─── MATERIALS PROVIDED

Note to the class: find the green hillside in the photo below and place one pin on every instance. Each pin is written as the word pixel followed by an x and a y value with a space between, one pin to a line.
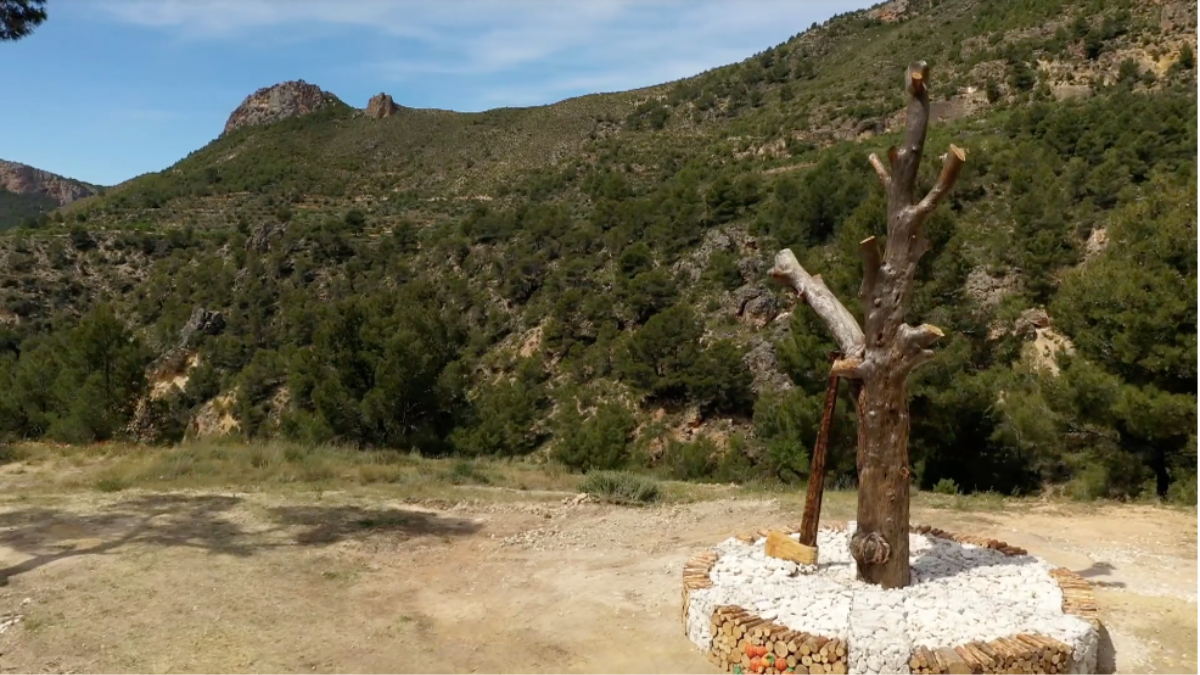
pixel 586 281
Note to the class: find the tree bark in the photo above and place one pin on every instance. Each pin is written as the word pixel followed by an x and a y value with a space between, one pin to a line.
pixel 816 467
pixel 880 356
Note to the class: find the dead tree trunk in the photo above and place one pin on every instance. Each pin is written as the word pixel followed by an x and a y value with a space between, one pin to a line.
pixel 881 357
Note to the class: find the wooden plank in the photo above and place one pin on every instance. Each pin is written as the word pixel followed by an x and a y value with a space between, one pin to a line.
pixel 783 547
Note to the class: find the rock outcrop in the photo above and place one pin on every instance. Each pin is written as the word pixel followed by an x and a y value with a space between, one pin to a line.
pixel 23 179
pixel 279 102
pixel 381 106
pixel 202 322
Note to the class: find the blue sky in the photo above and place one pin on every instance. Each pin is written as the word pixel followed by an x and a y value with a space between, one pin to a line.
pixel 109 89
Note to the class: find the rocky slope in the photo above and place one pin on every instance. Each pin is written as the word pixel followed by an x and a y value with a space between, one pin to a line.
pixel 553 236
pixel 277 102
pixel 23 179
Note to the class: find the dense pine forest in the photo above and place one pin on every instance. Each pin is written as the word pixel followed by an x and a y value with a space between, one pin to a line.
pixel 586 282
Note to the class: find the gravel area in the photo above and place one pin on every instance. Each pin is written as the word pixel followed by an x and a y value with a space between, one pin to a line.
pixel 960 593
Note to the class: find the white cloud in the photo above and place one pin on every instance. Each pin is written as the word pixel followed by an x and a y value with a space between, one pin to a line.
pixel 510 52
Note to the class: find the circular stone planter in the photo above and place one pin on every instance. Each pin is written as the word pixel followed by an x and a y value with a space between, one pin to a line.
pixel 975 605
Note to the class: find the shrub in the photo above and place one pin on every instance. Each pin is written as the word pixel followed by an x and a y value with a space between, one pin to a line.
pixel 690 460
pixel 619 487
pixel 599 443
pixel 946 487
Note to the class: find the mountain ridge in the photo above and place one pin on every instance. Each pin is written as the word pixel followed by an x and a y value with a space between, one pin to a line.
pixel 586 280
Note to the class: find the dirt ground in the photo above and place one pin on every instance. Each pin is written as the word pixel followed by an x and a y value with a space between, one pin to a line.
pixel 220 583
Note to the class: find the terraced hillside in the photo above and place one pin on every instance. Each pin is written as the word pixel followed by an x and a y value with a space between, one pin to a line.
pixel 586 281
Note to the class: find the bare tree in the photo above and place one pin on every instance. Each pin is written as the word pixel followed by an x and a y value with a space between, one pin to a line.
pixel 18 18
pixel 877 360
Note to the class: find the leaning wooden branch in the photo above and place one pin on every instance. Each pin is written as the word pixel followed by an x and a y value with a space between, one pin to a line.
pixel 869 249
pixel 841 323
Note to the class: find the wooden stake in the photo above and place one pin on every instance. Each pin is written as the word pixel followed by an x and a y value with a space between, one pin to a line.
pixel 816 466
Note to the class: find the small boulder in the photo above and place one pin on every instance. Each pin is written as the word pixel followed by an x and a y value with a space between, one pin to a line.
pixel 381 106
pixel 202 322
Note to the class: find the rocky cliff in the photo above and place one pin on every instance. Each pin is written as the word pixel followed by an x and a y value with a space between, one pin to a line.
pixel 277 102
pixel 23 179
pixel 381 106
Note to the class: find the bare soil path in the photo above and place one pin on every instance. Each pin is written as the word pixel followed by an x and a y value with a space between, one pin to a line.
pixel 253 583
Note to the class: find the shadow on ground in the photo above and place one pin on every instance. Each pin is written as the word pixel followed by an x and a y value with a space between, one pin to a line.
pixel 48 535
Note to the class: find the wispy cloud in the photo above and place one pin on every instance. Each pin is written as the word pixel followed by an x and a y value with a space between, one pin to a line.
pixel 508 52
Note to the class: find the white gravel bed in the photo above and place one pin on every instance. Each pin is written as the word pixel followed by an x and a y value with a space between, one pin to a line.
pixel 959 593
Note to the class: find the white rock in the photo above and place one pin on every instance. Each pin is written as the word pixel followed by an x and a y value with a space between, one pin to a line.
pixel 959 593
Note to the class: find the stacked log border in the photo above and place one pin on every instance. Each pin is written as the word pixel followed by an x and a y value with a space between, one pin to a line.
pixel 735 629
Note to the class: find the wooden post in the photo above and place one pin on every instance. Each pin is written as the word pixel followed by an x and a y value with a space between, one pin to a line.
pixel 880 354
pixel 816 466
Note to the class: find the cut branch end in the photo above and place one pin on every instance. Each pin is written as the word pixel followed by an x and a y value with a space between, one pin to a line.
pixel 952 165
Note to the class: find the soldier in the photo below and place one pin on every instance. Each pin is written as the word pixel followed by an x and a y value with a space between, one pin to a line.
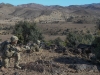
pixel 11 50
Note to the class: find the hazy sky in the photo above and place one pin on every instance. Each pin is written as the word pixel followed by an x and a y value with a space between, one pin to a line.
pixel 51 2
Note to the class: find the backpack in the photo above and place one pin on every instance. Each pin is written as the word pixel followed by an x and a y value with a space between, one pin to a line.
pixel 3 44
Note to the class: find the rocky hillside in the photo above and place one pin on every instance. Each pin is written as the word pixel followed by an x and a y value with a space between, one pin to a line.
pixel 47 14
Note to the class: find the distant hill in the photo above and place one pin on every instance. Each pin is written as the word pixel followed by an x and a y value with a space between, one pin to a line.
pixel 50 14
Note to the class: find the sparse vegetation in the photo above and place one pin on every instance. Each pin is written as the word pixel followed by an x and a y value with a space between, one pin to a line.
pixel 27 31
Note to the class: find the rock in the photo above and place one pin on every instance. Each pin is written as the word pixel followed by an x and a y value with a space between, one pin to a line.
pixel 84 67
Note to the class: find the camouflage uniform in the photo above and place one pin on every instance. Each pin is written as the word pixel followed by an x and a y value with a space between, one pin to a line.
pixel 10 51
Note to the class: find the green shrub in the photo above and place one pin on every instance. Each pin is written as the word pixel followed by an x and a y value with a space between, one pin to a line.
pixel 27 31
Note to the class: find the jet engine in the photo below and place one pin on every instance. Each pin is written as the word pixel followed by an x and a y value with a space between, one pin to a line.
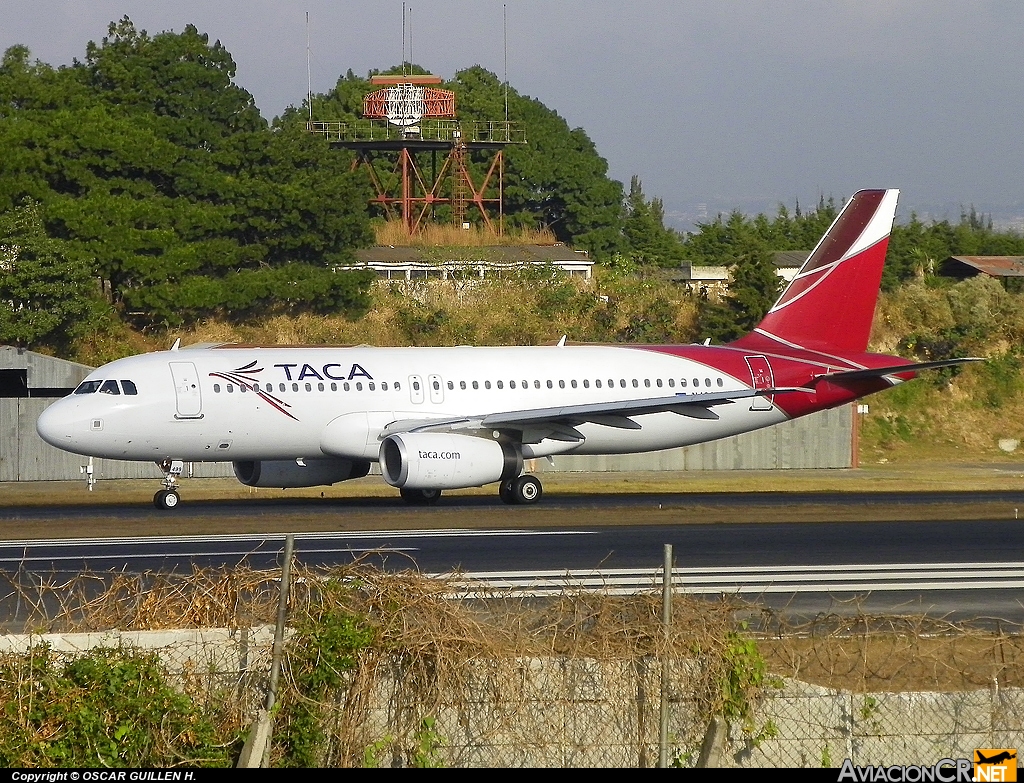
pixel 293 473
pixel 444 461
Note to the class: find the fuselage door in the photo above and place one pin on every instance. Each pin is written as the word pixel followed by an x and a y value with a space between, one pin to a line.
pixel 436 389
pixel 416 389
pixel 187 396
pixel 761 378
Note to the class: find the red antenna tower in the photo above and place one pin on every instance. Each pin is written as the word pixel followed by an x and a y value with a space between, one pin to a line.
pixel 407 124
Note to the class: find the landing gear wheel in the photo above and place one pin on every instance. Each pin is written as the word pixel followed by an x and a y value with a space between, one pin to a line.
pixel 526 490
pixel 420 496
pixel 166 499
pixel 507 492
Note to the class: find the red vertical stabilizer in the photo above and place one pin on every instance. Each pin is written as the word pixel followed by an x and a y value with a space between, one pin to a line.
pixel 830 303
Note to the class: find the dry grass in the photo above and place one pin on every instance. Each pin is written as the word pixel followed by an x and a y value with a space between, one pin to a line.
pixel 394 233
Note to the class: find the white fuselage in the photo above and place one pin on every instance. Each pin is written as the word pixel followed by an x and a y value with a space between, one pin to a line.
pixel 200 404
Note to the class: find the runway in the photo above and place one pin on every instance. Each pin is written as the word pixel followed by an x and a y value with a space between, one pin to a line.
pixel 948 568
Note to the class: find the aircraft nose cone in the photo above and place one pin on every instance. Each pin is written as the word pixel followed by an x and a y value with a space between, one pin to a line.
pixel 54 426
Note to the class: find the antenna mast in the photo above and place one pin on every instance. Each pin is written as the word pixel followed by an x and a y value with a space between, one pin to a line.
pixel 505 42
pixel 309 81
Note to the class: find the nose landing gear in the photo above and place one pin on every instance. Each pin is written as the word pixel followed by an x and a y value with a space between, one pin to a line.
pixel 167 498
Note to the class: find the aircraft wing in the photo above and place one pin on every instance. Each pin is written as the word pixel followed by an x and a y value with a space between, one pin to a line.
pixel 559 423
pixel 856 375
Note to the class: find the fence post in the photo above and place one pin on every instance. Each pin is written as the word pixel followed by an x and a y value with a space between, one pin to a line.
pixel 257 747
pixel 663 743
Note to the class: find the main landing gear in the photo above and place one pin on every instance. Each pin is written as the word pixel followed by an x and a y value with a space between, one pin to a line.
pixel 524 490
pixel 167 498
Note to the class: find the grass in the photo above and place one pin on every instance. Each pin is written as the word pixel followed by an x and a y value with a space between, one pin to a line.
pixel 394 233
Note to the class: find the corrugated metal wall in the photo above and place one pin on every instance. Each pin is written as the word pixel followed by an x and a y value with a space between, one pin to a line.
pixel 821 440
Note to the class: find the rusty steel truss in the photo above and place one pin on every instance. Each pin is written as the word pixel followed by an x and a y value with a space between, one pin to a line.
pixel 402 164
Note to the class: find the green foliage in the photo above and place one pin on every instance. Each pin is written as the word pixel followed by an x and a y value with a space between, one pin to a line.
pixel 46 297
pixel 753 290
pixel 163 179
pixel 426 752
pixel 112 707
pixel 744 678
pixel 325 648
pixel 649 241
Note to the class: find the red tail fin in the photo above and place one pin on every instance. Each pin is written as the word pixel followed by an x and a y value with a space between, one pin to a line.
pixel 830 303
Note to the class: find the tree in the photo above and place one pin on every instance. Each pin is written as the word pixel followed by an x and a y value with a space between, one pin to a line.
pixel 649 241
pixel 46 298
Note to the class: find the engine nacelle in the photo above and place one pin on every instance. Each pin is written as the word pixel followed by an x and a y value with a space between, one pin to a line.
pixel 443 461
pixel 286 474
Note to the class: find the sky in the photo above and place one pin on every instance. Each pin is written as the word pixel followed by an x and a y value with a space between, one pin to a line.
pixel 714 104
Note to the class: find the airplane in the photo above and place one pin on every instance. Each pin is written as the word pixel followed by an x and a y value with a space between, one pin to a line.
pixel 438 419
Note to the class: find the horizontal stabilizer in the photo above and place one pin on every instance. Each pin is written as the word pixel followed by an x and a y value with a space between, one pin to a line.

──────

**TASK BRIEF**
Retype the lines above without alteration. The first is the one containing "Note to the class: find the grass", and the last is the final line of the data.

**TASK RESPONSE**
Note to the class: find the grass in the photo above and place one pin on every instance. Each pin is written as the word pixel followed by an x and a y value with a space between, one pin to a line.
pixel 394 233
Note to the class: find the corrugated metal wall in the photo above and place one pin on every instance. Each pin is written as the word pixel followed by an x and a y value with a space between, one pin to a line.
pixel 821 440
Note to the class: find the rusty steel truss in the photo above and place one pin on every instance. Each pin is written as the word pixel followed by an x and a y value with a space between, one pin to a line.
pixel 402 164
Note to the class: find the green foliage in the photo above and place one pin on every instance. Each pin is written as the word pixel followed by an x and a y value with a space between, one pin to a line.
pixel 46 297
pixel 753 290
pixel 163 179
pixel 426 752
pixel 112 707
pixel 744 678
pixel 325 648
pixel 649 241
Note to the class: find the red tail fin in the photo above and place one pin on every instance. Each pin is written as the word pixel followed by an x and a y value with a space between, one pin to a line.
pixel 830 303
Note to the class: find the tree in the photo above and place one pin on every instance. Each pin is written as the word pixel followed by an x and a y value with a space between, one pin to a line.
pixel 649 241
pixel 46 298
Note to the class: find the engine nacelle in the photo above and place one pin on every instance. Each pin is written as the word pixel followed by an x and a y value with a space between, one pin to a line.
pixel 443 461
pixel 286 474
Note to the class: find the sky in the photo above and place one pin on every instance. Each pin is written as the word pixel followed by an x and a y value with a space between, one pin to a line.
pixel 714 104
Note to the class: find the airplane in the photo above and place one pin on every instance. Each pin is written as the word pixel followed by an x and a y value with a space between, one pin to a line.
pixel 438 419
Note to the class: find the horizontal stabilizer in the photo above and place one pin on every instance. Each pin is written as the word pixel followed by an x and a y value with a space between, one pin to a line.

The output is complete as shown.